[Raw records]
* BEGIN *
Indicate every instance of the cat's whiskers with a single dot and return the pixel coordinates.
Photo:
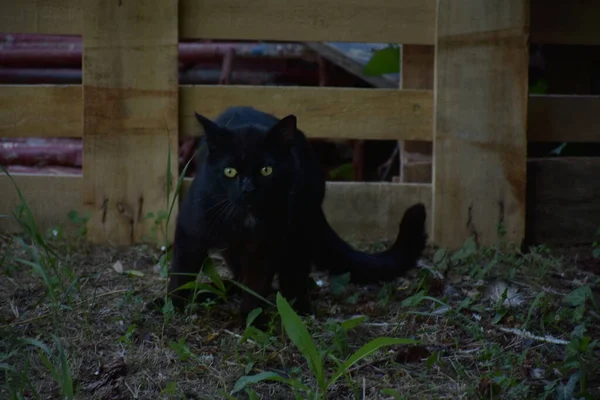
(210, 197)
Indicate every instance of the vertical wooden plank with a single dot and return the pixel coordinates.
(417, 73)
(130, 114)
(480, 120)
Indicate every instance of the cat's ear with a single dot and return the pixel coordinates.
(282, 134)
(215, 136)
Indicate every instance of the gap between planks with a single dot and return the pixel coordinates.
(357, 210)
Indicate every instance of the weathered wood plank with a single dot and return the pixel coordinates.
(557, 118)
(50, 199)
(41, 111)
(417, 73)
(369, 211)
(363, 211)
(130, 114)
(322, 112)
(41, 16)
(563, 204)
(481, 108)
(565, 22)
(376, 21)
(405, 21)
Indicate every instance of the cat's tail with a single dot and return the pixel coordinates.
(332, 253)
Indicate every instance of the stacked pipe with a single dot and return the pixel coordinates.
(57, 59)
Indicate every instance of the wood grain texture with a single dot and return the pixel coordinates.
(481, 107)
(50, 199)
(41, 16)
(375, 21)
(563, 204)
(557, 118)
(41, 111)
(130, 114)
(322, 112)
(363, 211)
(565, 22)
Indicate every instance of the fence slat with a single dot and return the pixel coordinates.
(417, 73)
(41, 111)
(481, 108)
(322, 112)
(41, 16)
(557, 118)
(369, 211)
(565, 22)
(399, 21)
(51, 199)
(130, 114)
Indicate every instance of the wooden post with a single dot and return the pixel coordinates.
(417, 73)
(480, 121)
(130, 109)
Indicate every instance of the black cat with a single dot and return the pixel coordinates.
(257, 197)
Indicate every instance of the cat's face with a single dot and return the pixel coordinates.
(250, 171)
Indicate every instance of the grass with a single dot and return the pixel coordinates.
(476, 323)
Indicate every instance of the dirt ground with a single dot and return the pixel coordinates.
(537, 339)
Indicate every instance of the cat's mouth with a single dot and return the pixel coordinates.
(249, 220)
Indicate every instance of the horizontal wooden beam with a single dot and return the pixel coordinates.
(558, 118)
(41, 111)
(562, 204)
(562, 200)
(322, 112)
(49, 197)
(41, 16)
(55, 111)
(565, 22)
(399, 21)
(363, 211)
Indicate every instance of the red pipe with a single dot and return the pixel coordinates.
(203, 74)
(40, 76)
(49, 170)
(50, 55)
(35, 37)
(43, 56)
(41, 152)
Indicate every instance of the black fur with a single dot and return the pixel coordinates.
(267, 225)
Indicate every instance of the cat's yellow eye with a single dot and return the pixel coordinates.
(230, 172)
(266, 171)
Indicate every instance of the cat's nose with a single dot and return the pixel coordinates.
(247, 185)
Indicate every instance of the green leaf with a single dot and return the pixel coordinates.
(252, 316)
(133, 272)
(384, 61)
(578, 296)
(38, 344)
(366, 350)
(353, 322)
(338, 283)
(414, 300)
(262, 376)
(298, 333)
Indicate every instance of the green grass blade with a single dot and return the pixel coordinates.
(299, 335)
(366, 350)
(263, 376)
(252, 292)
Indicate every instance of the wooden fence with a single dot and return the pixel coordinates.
(130, 109)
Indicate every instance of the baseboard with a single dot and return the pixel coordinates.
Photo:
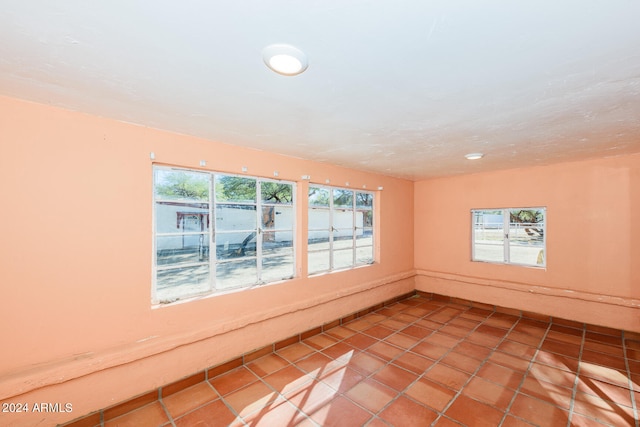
(597, 309)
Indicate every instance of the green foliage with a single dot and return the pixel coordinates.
(183, 185)
(235, 189)
(239, 189)
(526, 216)
(276, 192)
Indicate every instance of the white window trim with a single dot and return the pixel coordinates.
(213, 262)
(506, 243)
(331, 208)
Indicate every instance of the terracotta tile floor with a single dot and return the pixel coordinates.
(421, 362)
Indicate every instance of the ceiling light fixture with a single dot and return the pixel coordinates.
(285, 59)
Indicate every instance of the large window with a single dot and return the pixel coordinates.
(249, 221)
(340, 229)
(509, 236)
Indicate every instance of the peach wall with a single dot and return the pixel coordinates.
(593, 240)
(77, 323)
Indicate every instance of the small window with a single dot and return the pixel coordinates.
(340, 229)
(509, 236)
(215, 233)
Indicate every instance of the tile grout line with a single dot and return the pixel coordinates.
(631, 391)
(574, 392)
(482, 363)
(524, 377)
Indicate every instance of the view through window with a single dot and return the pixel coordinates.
(509, 236)
(249, 220)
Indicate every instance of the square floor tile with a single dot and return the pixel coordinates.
(490, 393)
(295, 352)
(538, 412)
(287, 379)
(233, 380)
(214, 412)
(470, 412)
(365, 363)
(501, 375)
(312, 397)
(251, 398)
(394, 377)
(430, 393)
(371, 395)
(186, 400)
(150, 415)
(407, 413)
(447, 376)
(342, 379)
(267, 364)
(340, 412)
(413, 362)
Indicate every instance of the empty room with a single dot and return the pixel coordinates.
(361, 213)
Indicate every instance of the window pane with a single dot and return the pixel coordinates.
(172, 217)
(277, 217)
(342, 259)
(278, 267)
(318, 240)
(235, 217)
(526, 236)
(172, 250)
(343, 218)
(319, 219)
(175, 283)
(235, 189)
(274, 243)
(488, 236)
(342, 239)
(236, 273)
(276, 193)
(235, 245)
(181, 185)
(364, 200)
(491, 253)
(342, 198)
(364, 237)
(364, 255)
(318, 196)
(364, 218)
(527, 255)
(318, 261)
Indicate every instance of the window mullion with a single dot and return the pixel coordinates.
(212, 230)
(506, 219)
(353, 229)
(259, 230)
(331, 229)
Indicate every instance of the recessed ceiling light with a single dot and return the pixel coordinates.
(285, 59)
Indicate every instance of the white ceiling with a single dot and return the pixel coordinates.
(403, 88)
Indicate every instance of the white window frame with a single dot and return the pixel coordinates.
(212, 232)
(509, 241)
(332, 230)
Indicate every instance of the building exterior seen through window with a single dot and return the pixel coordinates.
(217, 232)
(509, 236)
(340, 228)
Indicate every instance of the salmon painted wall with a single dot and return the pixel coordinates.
(75, 314)
(593, 240)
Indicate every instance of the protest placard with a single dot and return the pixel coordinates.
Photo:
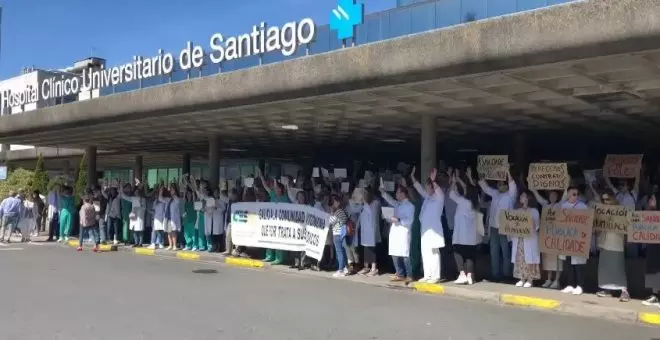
* END *
Requirement: Copy the material above word for word, from the line containing "Indicate every instance of the white window frame" through the end of the material, and leave the pictures out.

Result for this exercise:
Indicate every instance of the white window frame with a single dot and return the pixel coordinates.
(212, 232)
(509, 241)
(332, 230)
Indicate every instance of the building exterior seen through window with a single dot and return the pixel coordinates.
(217, 232)
(509, 236)
(340, 228)
Indicate every instance of the salmon painted wall with a single dot and return the pixel coordinates.
(75, 314)
(593, 240)
Indicate every instance of the protest placard with a single dot and return the pixel coordinates.
Photo:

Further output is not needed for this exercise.